** Begin **

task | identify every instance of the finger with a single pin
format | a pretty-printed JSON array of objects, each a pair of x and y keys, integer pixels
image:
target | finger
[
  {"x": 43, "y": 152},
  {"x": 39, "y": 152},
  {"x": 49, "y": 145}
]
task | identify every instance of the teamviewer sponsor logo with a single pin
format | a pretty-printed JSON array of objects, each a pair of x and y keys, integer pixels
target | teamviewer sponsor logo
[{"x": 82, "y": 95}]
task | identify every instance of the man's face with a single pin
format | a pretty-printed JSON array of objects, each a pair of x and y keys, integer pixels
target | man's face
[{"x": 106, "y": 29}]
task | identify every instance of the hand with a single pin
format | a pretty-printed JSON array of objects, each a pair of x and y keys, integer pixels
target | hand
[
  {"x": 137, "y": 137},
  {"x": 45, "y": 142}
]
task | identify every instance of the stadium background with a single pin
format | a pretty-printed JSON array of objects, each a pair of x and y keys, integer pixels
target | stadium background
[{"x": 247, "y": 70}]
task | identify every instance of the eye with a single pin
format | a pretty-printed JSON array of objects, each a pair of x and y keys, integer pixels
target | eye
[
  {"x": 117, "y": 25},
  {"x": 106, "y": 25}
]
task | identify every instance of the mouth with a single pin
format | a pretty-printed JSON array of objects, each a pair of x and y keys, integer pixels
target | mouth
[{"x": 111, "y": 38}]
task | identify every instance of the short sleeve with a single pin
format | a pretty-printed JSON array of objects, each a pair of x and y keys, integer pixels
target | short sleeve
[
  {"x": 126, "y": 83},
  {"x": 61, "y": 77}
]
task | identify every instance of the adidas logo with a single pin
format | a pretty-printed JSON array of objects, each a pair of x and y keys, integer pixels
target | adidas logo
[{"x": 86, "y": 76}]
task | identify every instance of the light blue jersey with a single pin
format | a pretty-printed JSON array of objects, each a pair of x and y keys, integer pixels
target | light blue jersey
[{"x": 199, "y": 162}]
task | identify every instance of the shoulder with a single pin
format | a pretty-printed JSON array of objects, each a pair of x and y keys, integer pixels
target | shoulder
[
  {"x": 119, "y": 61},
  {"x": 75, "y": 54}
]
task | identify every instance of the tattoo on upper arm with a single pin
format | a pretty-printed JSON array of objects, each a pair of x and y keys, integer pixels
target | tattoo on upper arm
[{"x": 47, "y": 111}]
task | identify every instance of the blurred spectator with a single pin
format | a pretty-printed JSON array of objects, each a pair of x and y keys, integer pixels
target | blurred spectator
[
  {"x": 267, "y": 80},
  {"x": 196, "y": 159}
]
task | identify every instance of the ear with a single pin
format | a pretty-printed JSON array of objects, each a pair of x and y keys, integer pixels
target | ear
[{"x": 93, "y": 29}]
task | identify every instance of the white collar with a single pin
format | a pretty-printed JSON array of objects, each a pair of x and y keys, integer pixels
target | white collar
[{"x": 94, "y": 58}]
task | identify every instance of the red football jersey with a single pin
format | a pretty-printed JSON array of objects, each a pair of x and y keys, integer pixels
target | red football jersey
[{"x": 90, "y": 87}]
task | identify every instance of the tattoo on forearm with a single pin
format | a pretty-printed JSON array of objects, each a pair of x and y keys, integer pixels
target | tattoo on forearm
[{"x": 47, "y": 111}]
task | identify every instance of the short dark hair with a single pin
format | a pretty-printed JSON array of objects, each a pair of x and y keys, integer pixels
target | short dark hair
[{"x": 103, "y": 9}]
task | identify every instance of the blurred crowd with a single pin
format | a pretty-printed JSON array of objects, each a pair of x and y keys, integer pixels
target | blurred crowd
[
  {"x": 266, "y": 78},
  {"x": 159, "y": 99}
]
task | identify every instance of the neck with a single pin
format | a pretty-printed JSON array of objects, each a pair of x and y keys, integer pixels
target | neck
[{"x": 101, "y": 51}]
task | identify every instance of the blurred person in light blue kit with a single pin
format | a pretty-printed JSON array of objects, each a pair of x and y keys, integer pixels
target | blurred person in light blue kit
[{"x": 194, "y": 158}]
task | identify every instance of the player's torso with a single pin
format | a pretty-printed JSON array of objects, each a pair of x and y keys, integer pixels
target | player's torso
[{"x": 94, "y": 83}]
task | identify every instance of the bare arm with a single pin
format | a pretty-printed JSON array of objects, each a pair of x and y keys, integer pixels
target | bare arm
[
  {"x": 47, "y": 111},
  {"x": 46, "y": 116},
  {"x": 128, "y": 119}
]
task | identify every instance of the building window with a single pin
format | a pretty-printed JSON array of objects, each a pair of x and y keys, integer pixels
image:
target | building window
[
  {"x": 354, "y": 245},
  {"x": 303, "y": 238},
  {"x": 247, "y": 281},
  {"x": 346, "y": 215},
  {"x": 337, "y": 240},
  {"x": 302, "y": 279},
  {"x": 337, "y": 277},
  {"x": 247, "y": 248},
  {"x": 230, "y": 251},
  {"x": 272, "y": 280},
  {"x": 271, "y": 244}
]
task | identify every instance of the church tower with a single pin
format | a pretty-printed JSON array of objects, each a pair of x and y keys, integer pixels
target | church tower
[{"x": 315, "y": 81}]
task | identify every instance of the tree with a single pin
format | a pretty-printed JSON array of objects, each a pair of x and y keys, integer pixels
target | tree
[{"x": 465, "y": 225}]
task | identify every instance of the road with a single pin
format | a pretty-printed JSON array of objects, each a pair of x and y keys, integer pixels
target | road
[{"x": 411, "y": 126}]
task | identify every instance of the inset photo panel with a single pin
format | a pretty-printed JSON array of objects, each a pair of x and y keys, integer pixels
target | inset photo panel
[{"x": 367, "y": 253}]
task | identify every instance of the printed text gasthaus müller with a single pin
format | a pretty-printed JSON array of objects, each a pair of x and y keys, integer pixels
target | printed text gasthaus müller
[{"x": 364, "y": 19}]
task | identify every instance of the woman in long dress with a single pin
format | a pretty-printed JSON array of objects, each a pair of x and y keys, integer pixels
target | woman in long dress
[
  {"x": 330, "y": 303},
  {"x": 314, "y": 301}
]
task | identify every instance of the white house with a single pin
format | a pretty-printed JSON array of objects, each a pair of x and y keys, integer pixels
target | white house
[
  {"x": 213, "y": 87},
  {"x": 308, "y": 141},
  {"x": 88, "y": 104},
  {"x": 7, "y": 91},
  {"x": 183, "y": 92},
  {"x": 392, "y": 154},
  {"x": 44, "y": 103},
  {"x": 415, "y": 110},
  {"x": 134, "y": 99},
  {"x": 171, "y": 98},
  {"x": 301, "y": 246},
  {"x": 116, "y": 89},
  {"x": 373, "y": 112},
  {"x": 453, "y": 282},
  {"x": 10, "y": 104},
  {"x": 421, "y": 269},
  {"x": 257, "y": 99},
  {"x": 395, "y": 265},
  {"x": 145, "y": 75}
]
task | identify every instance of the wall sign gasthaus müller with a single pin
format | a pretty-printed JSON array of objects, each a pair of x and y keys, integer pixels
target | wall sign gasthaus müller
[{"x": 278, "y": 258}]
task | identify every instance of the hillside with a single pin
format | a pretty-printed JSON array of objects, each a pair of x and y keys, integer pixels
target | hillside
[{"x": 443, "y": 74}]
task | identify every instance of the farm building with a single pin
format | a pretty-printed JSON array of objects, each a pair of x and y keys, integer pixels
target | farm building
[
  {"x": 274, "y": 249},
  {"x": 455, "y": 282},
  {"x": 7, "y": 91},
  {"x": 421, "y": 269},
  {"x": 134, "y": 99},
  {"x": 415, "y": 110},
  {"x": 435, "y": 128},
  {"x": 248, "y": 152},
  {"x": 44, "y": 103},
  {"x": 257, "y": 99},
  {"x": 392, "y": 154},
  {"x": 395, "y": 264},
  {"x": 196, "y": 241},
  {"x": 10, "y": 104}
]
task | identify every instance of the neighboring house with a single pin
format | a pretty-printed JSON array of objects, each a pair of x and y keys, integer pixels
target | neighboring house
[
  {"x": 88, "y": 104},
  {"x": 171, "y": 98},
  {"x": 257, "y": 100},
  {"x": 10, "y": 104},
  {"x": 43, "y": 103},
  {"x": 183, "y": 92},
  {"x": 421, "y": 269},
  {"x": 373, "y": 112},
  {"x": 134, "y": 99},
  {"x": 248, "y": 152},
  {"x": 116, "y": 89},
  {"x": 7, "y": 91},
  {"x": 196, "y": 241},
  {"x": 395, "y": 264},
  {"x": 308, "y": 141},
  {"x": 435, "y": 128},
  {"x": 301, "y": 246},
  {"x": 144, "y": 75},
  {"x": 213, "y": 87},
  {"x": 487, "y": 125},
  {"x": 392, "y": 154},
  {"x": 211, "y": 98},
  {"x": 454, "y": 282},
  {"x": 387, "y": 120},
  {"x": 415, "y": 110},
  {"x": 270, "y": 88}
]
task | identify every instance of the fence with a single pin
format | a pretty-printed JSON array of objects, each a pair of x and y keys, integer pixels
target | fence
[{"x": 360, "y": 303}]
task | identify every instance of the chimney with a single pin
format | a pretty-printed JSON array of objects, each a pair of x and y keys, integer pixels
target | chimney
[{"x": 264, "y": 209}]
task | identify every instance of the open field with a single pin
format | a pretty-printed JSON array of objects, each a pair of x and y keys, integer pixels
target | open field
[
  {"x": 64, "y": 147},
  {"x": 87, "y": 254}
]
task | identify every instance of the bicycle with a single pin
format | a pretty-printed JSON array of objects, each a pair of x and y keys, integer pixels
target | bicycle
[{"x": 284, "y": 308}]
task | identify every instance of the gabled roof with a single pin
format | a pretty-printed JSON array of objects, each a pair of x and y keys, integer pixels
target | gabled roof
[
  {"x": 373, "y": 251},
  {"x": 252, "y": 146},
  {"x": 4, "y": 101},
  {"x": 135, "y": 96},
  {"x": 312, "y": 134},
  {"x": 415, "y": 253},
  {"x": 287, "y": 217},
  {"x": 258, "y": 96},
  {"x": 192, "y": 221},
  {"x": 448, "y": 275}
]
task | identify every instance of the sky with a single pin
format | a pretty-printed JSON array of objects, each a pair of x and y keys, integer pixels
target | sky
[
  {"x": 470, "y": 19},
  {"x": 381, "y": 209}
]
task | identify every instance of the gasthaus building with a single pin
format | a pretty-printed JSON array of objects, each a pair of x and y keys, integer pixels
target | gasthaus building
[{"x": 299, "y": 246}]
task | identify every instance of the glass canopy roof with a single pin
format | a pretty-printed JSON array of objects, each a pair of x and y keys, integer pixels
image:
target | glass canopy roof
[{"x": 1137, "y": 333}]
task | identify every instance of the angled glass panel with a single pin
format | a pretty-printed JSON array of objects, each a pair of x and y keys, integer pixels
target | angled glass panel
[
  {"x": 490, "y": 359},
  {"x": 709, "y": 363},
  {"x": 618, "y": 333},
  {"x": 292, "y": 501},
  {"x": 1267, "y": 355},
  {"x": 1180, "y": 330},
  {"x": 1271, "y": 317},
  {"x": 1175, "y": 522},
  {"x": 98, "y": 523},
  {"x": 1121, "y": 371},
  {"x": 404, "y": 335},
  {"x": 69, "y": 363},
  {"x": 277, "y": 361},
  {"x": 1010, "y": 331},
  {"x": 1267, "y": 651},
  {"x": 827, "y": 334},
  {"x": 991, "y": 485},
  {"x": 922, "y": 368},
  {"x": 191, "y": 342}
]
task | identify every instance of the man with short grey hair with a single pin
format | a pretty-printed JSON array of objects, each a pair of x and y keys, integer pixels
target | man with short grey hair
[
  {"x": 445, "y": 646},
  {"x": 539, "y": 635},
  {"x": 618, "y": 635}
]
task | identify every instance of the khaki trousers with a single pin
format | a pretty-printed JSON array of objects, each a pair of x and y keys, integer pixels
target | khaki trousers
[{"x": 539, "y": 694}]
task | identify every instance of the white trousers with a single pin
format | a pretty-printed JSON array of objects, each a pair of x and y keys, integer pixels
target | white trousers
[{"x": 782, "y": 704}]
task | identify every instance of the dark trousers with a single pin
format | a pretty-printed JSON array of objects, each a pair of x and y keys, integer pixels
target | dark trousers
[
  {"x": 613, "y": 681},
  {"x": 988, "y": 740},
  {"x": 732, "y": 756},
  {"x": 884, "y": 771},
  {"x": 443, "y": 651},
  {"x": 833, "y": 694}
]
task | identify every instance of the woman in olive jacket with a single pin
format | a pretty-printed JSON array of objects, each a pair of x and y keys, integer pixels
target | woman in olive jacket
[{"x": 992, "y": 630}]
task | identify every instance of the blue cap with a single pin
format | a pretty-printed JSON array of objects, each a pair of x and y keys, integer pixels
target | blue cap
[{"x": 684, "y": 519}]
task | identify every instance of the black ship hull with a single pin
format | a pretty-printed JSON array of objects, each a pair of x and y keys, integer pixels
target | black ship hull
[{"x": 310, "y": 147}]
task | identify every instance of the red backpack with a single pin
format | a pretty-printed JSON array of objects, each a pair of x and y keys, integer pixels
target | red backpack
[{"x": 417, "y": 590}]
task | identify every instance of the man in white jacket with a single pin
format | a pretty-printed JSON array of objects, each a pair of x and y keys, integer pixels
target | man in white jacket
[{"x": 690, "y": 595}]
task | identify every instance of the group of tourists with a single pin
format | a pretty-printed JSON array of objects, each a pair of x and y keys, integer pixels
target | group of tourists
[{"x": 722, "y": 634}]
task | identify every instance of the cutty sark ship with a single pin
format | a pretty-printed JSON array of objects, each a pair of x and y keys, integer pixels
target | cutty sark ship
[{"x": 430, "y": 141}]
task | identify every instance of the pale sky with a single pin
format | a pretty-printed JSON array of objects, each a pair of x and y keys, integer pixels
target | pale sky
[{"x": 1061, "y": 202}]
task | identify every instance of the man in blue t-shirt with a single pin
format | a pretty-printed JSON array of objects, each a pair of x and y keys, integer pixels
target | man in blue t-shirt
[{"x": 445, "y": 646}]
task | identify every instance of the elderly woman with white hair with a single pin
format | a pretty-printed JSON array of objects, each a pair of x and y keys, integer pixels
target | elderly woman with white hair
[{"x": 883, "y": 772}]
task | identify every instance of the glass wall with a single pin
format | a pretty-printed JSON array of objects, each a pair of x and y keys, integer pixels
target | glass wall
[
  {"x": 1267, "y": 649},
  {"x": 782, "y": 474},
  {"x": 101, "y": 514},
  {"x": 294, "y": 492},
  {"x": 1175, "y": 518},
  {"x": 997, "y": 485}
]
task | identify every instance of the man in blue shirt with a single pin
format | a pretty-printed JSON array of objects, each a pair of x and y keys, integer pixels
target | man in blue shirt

** End **

## WORK INSTRUCTIONS
Starting at the line with "task | identify every instance of the glass wall", copy every line up to and including the last one in the entries above.

## SOLUTION FOR THIS TASK
task | identify every instance of the glass wall with a single pin
format | a pretty-printed JSON array of objects, each a pair of x and y keys, integer pixels
target | glass wall
[
  {"x": 1267, "y": 649},
  {"x": 782, "y": 474},
  {"x": 101, "y": 514},
  {"x": 294, "y": 492},
  {"x": 1175, "y": 518},
  {"x": 997, "y": 485}
]
task | identify every instance of the man in blue shirt with a single pin
format | a pretty-printed JSON array of objects, each a pair of x and y keys, integer pixels
target | man in blue shirt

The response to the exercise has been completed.